Task directions - Reproduce the entries from the line containing "hand in the photo above." through the end of the entries, switching "left hand" to "right hand" and leaving everything else unchanged.
--- start ---
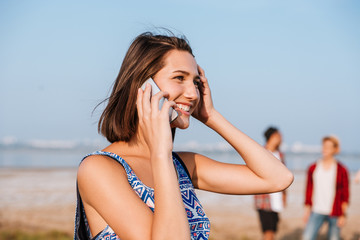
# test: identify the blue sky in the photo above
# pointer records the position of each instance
(292, 64)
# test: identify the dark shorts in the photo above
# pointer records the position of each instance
(269, 220)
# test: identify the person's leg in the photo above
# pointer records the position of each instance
(268, 224)
(334, 230)
(313, 225)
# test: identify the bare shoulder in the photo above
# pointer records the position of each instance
(97, 165)
(97, 173)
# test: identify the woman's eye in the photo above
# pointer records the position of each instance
(197, 82)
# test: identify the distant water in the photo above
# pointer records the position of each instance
(51, 158)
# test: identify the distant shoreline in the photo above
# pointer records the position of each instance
(44, 200)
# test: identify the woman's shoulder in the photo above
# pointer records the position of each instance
(98, 165)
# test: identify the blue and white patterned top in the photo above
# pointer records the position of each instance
(198, 222)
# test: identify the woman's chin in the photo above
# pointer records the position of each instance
(180, 123)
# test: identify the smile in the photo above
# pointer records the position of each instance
(183, 107)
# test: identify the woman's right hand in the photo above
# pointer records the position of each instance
(154, 122)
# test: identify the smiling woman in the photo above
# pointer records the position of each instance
(137, 187)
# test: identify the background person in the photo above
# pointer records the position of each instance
(327, 192)
(269, 205)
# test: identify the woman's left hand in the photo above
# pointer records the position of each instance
(205, 107)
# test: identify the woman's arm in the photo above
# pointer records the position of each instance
(262, 172)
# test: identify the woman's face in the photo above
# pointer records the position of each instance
(180, 78)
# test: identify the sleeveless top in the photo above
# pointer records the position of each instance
(198, 222)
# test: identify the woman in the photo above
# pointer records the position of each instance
(150, 194)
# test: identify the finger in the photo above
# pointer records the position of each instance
(165, 110)
(157, 101)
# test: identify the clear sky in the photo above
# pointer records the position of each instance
(292, 64)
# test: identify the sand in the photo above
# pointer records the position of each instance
(44, 199)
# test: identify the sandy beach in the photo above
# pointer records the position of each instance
(44, 199)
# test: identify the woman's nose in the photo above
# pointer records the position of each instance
(191, 91)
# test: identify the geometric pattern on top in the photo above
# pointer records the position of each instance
(198, 222)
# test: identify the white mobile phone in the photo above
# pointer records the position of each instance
(155, 89)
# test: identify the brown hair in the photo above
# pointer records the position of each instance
(144, 58)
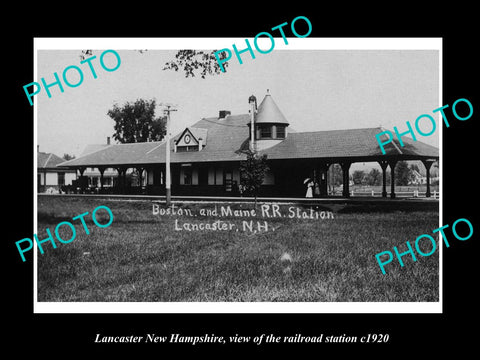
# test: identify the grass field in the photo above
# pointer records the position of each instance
(144, 257)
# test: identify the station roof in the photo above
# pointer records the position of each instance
(228, 138)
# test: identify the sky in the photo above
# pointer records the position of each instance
(316, 89)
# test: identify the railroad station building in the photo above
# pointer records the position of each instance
(205, 157)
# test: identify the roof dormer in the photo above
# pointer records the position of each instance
(192, 139)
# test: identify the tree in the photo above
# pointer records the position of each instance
(374, 177)
(136, 122)
(188, 60)
(358, 176)
(403, 174)
(192, 60)
(252, 172)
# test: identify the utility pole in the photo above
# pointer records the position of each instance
(252, 100)
(168, 180)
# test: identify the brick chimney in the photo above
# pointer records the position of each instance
(222, 114)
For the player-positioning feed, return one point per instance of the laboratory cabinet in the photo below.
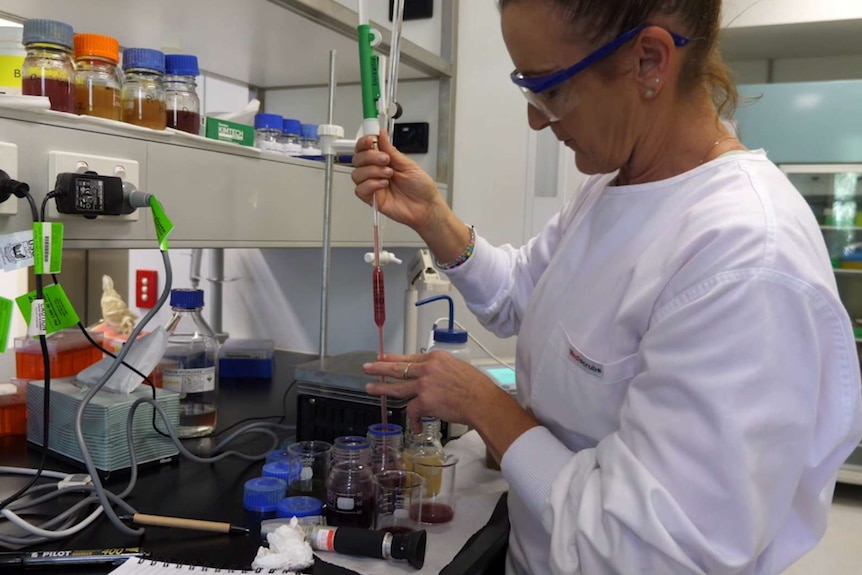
(217, 194)
(834, 193)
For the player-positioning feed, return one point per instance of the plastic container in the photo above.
(349, 486)
(189, 363)
(307, 510)
(143, 94)
(387, 443)
(69, 353)
(183, 104)
(12, 55)
(97, 78)
(310, 141)
(267, 131)
(262, 494)
(291, 137)
(48, 69)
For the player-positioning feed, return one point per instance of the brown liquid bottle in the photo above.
(143, 95)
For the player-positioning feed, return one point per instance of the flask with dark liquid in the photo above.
(183, 104)
(143, 95)
(97, 81)
(48, 69)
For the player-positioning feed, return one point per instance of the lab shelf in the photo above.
(217, 195)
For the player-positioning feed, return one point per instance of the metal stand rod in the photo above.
(327, 220)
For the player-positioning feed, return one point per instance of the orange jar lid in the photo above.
(98, 46)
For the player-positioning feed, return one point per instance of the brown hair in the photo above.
(604, 20)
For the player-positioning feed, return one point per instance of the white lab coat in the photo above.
(683, 345)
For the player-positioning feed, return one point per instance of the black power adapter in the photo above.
(89, 194)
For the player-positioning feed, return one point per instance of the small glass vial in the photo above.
(48, 69)
(183, 104)
(310, 141)
(267, 131)
(143, 95)
(349, 486)
(97, 79)
(291, 138)
(189, 363)
(387, 443)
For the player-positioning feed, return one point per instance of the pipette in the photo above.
(368, 69)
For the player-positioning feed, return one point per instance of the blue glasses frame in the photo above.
(537, 84)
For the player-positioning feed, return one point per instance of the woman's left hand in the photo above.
(437, 384)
--- end ---
Solution to the exercise -
For the player-positioning feed, return one point per instance of the woman's right hand in the photo above.
(437, 384)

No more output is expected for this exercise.